■ **Task details**
State how many lines in the material below contain the string "green". Case counts, and the reply should be only the number.

■ **Records to use**
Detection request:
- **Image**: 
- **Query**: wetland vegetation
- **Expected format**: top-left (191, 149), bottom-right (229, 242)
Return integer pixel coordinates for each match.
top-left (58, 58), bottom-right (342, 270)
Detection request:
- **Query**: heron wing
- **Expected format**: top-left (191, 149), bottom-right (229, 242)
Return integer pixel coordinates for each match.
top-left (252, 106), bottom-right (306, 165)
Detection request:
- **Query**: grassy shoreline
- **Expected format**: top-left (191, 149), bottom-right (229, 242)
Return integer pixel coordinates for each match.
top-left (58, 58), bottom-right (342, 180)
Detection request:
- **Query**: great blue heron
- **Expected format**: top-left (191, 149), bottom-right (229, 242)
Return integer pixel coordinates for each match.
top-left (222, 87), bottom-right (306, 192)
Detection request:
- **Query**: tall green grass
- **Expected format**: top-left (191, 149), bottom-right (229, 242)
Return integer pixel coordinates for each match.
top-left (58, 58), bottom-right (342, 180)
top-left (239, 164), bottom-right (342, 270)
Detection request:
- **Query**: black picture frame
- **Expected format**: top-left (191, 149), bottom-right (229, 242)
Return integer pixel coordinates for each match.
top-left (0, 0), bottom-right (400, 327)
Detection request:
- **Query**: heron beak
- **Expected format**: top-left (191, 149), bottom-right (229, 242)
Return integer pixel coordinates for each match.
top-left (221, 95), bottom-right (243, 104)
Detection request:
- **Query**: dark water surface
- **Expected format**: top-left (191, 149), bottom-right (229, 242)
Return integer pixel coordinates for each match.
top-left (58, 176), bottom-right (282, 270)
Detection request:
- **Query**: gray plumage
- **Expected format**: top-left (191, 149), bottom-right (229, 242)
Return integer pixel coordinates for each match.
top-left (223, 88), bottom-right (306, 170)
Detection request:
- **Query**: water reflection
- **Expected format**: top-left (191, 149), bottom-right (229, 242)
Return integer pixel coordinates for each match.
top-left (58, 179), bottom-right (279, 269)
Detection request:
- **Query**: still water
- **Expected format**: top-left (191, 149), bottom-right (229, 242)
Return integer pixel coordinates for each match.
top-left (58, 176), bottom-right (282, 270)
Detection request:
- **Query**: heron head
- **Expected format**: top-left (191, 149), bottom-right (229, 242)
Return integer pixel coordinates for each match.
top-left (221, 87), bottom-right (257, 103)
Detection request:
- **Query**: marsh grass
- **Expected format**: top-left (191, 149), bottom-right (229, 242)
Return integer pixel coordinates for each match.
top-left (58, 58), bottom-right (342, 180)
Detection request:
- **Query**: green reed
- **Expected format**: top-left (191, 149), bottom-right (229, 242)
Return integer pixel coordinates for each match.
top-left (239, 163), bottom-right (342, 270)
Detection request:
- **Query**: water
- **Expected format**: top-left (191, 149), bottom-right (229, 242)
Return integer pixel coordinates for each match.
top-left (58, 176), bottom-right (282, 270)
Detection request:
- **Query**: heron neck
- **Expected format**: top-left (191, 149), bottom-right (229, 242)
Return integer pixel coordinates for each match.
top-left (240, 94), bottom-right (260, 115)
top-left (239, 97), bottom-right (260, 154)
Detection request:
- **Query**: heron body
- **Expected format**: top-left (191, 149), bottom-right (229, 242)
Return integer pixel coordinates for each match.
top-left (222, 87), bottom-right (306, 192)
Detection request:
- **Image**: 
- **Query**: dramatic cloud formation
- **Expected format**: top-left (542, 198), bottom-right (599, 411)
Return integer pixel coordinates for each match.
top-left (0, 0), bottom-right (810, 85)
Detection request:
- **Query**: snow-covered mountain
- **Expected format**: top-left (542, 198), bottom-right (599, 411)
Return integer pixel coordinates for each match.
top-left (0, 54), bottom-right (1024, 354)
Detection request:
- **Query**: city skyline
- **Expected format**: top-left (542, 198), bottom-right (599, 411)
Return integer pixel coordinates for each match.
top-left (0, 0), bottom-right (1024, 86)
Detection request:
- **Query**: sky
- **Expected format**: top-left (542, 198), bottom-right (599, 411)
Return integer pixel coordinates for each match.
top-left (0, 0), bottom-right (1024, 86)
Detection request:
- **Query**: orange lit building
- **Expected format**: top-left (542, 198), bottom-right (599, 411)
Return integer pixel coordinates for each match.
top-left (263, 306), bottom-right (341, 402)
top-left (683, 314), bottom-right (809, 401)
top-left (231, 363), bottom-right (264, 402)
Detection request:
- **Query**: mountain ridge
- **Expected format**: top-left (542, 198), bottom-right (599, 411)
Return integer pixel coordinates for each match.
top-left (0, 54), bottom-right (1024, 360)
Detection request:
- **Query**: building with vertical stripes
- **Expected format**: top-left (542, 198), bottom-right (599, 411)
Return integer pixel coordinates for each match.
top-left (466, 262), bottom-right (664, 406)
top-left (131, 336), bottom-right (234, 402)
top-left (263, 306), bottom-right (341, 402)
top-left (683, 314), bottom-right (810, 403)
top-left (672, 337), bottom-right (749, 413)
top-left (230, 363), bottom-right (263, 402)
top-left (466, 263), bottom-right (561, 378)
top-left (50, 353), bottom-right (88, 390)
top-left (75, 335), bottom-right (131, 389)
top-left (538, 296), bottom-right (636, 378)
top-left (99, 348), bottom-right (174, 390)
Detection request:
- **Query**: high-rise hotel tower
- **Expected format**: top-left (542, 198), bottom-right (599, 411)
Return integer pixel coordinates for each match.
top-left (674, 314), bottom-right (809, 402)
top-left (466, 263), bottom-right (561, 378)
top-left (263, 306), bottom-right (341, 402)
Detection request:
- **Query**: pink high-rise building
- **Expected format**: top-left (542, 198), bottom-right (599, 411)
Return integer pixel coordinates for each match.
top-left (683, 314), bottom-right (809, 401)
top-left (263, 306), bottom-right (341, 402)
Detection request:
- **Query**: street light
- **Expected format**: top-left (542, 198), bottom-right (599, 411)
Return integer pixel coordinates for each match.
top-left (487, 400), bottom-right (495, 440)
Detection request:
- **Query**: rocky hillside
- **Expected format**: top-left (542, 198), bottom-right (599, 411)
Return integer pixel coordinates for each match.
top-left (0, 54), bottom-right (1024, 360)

■ **Written response**
2